### [Document segment]
== == ==

To test for evidence of coordination between the changes in sex-chromosome genes imparted by SCD (Fig. 2), and the genome-wide transcriptomic variations detected through WGCNA (Fig. 4a), we asked if any SCD-sensitive gene co-expression modules were enriched for one or more of the 5 SCD-sensitive clusters of sex chromosome genes (i.e. “PAR”, “Y-linked”, “XCIE”, “XCI” and the gene XIST). Four WGCNA modules - all composed of >95% autosomal genes - showed such enrichment (Fig. 4e): The Turquoise and Brown modules were enriched for XCI cluster genes, whereas the Green and Blue modules were enriched for XCIE cluster genes. The Blue module was unique for its additional enrichment in PAR genes, and its inclusion of XIST. We generated network visualizations to more closely examine SCD-sensitive genes and gene co-expression relationships within each of these four sex-chromosome enriched WGCNA modules (Fig. 4f Blue and Fig. S3c-e for others, Methods). The Blue module network highlights XIST, select PAR genes (SLC25A6, SFRS17A) and multiple X-linked genes from X-Y gametolog pairs (EIF1AX, KDM6A (UTX), ZFX, PRKX) for their high SCD-sensitivity, and shows that these genes are closely co-expressed with multiple SCD-sensitive autosomal genes including ZWINT, TERF2IP and CDKN2AIP.

== == ==

### [Recorded data]
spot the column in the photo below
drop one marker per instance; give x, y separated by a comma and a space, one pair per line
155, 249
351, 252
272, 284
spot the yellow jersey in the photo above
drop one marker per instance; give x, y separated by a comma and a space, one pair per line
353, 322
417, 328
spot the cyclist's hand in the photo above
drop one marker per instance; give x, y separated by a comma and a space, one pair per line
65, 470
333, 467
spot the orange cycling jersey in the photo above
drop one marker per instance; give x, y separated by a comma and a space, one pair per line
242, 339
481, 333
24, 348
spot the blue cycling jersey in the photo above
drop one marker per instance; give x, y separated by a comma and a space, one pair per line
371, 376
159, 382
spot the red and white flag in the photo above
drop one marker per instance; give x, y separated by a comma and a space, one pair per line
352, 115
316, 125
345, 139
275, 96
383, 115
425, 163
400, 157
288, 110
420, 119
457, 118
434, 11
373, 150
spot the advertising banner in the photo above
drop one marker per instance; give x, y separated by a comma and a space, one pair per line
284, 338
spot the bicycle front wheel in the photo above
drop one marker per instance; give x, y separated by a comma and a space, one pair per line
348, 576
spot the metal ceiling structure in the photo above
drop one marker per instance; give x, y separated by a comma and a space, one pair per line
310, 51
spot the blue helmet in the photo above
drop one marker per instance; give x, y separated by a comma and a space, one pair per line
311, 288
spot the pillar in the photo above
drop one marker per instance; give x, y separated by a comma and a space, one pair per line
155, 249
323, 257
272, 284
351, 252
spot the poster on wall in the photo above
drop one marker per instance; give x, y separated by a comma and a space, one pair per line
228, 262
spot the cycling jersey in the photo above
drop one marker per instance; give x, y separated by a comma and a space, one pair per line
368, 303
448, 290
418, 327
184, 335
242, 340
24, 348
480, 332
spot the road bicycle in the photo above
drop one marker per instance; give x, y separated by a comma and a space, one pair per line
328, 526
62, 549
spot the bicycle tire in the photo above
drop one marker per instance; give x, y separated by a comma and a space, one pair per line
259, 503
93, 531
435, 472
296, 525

== == ==

### [Check your understanding]
- a) Rewrite the paragraph of the passage on gene co-expression modules that begins "To test for evidence of coordination" as a short list that keeps its main facts.
- b) In the passage on gene co-expression modules, which two modules were enriched for XCIE cluster genes?
- c) Give a continuation of the passage on gene co-expression modules, starting after its last sentence.
The entries have nothing to do with the passage on gene co-expression modules.

### [Answers to the tasks]
- a)
- Aim: to see whether any SCD-sensitive gene co-expression modules from WGCNA were enriched for any of the 5 SCD-sensitive clusters of sex chromosome genes ("PAR", "Y-linked", "XCIE", "XCI" and the gene XIST).
- Result: four modules, each made of more than 95% autosomal genes, showed such enrichment.
- Turquoise and Brown modules: enriched for XCI cluster genes.
- Green and Blue modules: enriched for XCIE cluster genes.
- Blue module only: also enriched for PAR genes, and it includes XIST.
- Network visualizations were made for all four modules.
- In the Blue module network, the most SCD-sensitive genes are XIST, some PAR genes (SLC25A6, SFRS17A) and several X-linked genes from X-Y gametolog pairs (EIF1AX, KDM6A (UTX), ZFX, PRKX).
- These genes are closely co-expressed with several SCD-sensitive autosomal genes, including ZWINT, TERF2IP and CDKN2AIP.

- b) The Green and Blue modules.

- c)
Our detection of highly-organized co-expression relationships between SCD sensitive sex-linked and autosomal genes hints at specific regulatory effects of dosage sensitive sex chromosome genes in mediating the genome-wide effects of SCD variation. To test this, and elucidate potential regulatory mechanisms, we performed an unbiased transcription factor binding site (TFBS) enrichment analysis of genes within Blue, Green, Turquoise and Brown WGCNA modules (Methods). This analysis converged on a single TF - ZFX, encoded by the X-linked member of an X-Y gametolog pair – as the only SCD sensitive TF showing significant TFBS enrichment in one or more modules. Remarkably, the gene ZFX was itself part of the Blue module, and ZFX binding sites were not only enriched amongst Blue and Green module genes (increased in expression with increasing X-chromosome dose), but also amongst Brown module genes that are downregulated as X-chromosome dose increases (Fig. 4g). To directly test if changes in ZFX expression are sufficient to modify expression of Blue, Green or Brown modules genes in immortalized lymphocytes, we harnessed existing gene-expression data from murine T-lymphoblastic leukemia cells with and without ZFX knockout (19) (GEO GSE43020). These data revealed that genes downregulated by ZFX knockout in mice have human homologs that are specifically and significantly over-represented in Blue (p=0.0005) and Green (p=0.005) modules (p>0.1 for each of the other 6 WGCNA modules) – providing experimental validation of our hypothesized regulatory role for ZFX.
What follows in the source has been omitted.